#### DESCRIPTION OF THE TASK:
Transcribe the records that follow exactly. Skip the pictures.

#### PROVIDED INFORMATION:
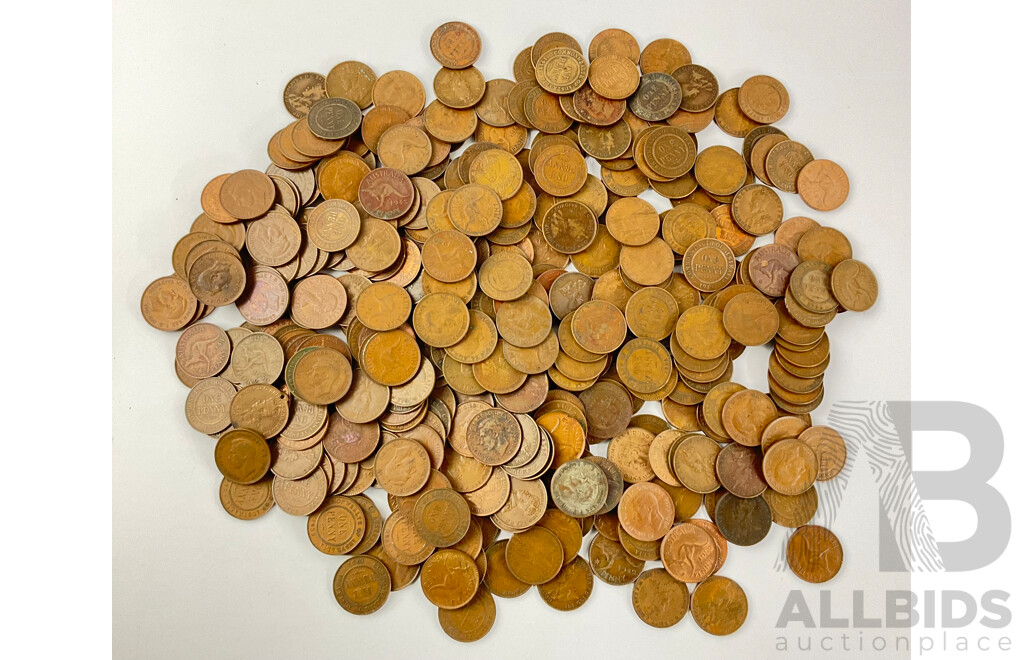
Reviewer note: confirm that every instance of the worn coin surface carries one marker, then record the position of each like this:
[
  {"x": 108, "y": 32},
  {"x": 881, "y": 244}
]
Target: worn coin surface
[
  {"x": 441, "y": 302},
  {"x": 814, "y": 554},
  {"x": 580, "y": 488},
  {"x": 719, "y": 606}
]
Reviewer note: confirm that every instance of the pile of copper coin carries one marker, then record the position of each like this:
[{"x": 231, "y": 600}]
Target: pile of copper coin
[{"x": 436, "y": 309}]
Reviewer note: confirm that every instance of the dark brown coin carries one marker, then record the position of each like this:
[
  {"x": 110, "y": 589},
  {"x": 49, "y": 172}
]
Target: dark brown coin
[
  {"x": 742, "y": 521},
  {"x": 814, "y": 554},
  {"x": 334, "y": 119}
]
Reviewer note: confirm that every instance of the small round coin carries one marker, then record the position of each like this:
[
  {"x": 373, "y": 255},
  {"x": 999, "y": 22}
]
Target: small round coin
[
  {"x": 814, "y": 554},
  {"x": 719, "y": 606}
]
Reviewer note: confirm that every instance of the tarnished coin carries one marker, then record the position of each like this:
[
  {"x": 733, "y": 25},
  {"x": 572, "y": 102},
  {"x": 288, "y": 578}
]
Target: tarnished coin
[
  {"x": 814, "y": 554},
  {"x": 302, "y": 91},
  {"x": 693, "y": 462},
  {"x": 792, "y": 511},
  {"x": 656, "y": 97},
  {"x": 247, "y": 194},
  {"x": 658, "y": 599},
  {"x": 646, "y": 512},
  {"x": 791, "y": 467},
  {"x": 630, "y": 450},
  {"x": 441, "y": 517},
  {"x": 203, "y": 350},
  {"x": 689, "y": 553},
  {"x": 709, "y": 264},
  {"x": 535, "y": 557},
  {"x": 334, "y": 119},
  {"x": 611, "y": 563},
  {"x": 580, "y": 488},
  {"x": 401, "y": 467},
  {"x": 337, "y": 527},
  {"x": 168, "y": 304},
  {"x": 698, "y": 85},
  {"x": 318, "y": 375},
  {"x": 719, "y": 606},
  {"x": 599, "y": 326},
  {"x": 764, "y": 99},
  {"x": 570, "y": 587},
  {"x": 471, "y": 621},
  {"x": 784, "y": 162},
  {"x": 246, "y": 501},
  {"x": 494, "y": 436},
  {"x": 822, "y": 184},
  {"x": 738, "y": 468},
  {"x": 854, "y": 286},
  {"x": 499, "y": 579},
  {"x": 664, "y": 55},
  {"x": 770, "y": 268},
  {"x": 361, "y": 584},
  {"x": 561, "y": 71},
  {"x": 455, "y": 45},
  {"x": 242, "y": 455},
  {"x": 720, "y": 170},
  {"x": 386, "y": 193},
  {"x": 828, "y": 446},
  {"x": 208, "y": 405}
]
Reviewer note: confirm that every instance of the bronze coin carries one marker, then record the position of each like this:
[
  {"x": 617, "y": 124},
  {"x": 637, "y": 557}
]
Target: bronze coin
[
  {"x": 743, "y": 521},
  {"x": 814, "y": 554}
]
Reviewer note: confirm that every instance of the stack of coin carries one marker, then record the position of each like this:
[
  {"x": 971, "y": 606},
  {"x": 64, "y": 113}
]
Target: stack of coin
[{"x": 505, "y": 313}]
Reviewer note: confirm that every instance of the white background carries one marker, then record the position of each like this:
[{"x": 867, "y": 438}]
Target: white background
[
  {"x": 198, "y": 91},
  {"x": 190, "y": 581}
]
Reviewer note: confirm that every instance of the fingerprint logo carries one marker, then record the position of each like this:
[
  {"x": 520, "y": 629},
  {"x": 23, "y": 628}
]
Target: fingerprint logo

#### EXERCISE RESULT:
Reviewer note: confirm that every instance of the worn coin surface carries one marker, then record the position of each like this:
[
  {"x": 108, "y": 32},
  {"x": 881, "y": 244}
]
Target: worn coin surface
[
  {"x": 441, "y": 302},
  {"x": 814, "y": 554},
  {"x": 580, "y": 488},
  {"x": 719, "y": 606}
]
Reviewer note: confirm that every instance of the pile of copper coin carries one marker, then record the position of each like this:
[{"x": 231, "y": 600}]
Target: pile of copper coin
[{"x": 436, "y": 309}]
Reviewer note: confirm that every instance of the dark brown coin carries one marker, then record the position of each like this:
[
  {"x": 110, "y": 589},
  {"x": 49, "y": 172}
]
Target: dark brown coin
[
  {"x": 742, "y": 521},
  {"x": 814, "y": 554},
  {"x": 334, "y": 119}
]
Reviewer note: confirm that every instance of the small round coin carries one marker, then record the position of each like this:
[
  {"x": 373, "y": 255},
  {"x": 999, "y": 22}
]
Target: small round coin
[
  {"x": 814, "y": 554},
  {"x": 719, "y": 606}
]
Reviewer note: confirm that every instance of the tarnished coin carries one marker, then record the position of each like this:
[
  {"x": 733, "y": 25},
  {"x": 572, "y": 102},
  {"x": 288, "y": 578}
]
Target: tarnished coin
[
  {"x": 814, "y": 554},
  {"x": 302, "y": 91},
  {"x": 693, "y": 462},
  {"x": 792, "y": 511},
  {"x": 656, "y": 97},
  {"x": 247, "y": 194},
  {"x": 658, "y": 599},
  {"x": 646, "y": 512},
  {"x": 791, "y": 467},
  {"x": 630, "y": 450},
  {"x": 441, "y": 517},
  {"x": 203, "y": 350},
  {"x": 689, "y": 553},
  {"x": 709, "y": 264},
  {"x": 535, "y": 557},
  {"x": 334, "y": 119},
  {"x": 611, "y": 563},
  {"x": 580, "y": 488},
  {"x": 401, "y": 467},
  {"x": 337, "y": 527},
  {"x": 168, "y": 304},
  {"x": 698, "y": 85},
  {"x": 318, "y": 375},
  {"x": 719, "y": 606},
  {"x": 599, "y": 326},
  {"x": 764, "y": 99},
  {"x": 570, "y": 587},
  {"x": 471, "y": 621},
  {"x": 784, "y": 162},
  {"x": 246, "y": 501},
  {"x": 494, "y": 436},
  {"x": 822, "y": 184},
  {"x": 738, "y": 468},
  {"x": 854, "y": 286},
  {"x": 499, "y": 579},
  {"x": 664, "y": 55},
  {"x": 770, "y": 268},
  {"x": 361, "y": 584},
  {"x": 561, "y": 71},
  {"x": 455, "y": 45},
  {"x": 242, "y": 455},
  {"x": 720, "y": 170},
  {"x": 386, "y": 193},
  {"x": 828, "y": 446},
  {"x": 208, "y": 405}
]
Reviewer note: confirm that every instance of the bronze coin carries one marker, then record the position of each like this:
[
  {"x": 617, "y": 124},
  {"x": 637, "y": 557}
]
Target: bronze coin
[
  {"x": 743, "y": 521},
  {"x": 814, "y": 554}
]
Reviewer note: confirm that every instance of the stack of coin carries one marker, then record the position of each like this:
[
  {"x": 971, "y": 606},
  {"x": 64, "y": 113}
]
Target: stack of coin
[{"x": 505, "y": 313}]
Reviewer note: confirm that every instance of the white background carries one marker, then record the position of each like this:
[{"x": 867, "y": 438}]
Target: white background
[
  {"x": 198, "y": 91},
  {"x": 190, "y": 581}
]
Reviewer note: confirm that every instance of the fingerprint logo carries one marker, then record the position of each like this:
[
  {"x": 520, "y": 629},
  {"x": 23, "y": 628}
]
Target: fingerprint logo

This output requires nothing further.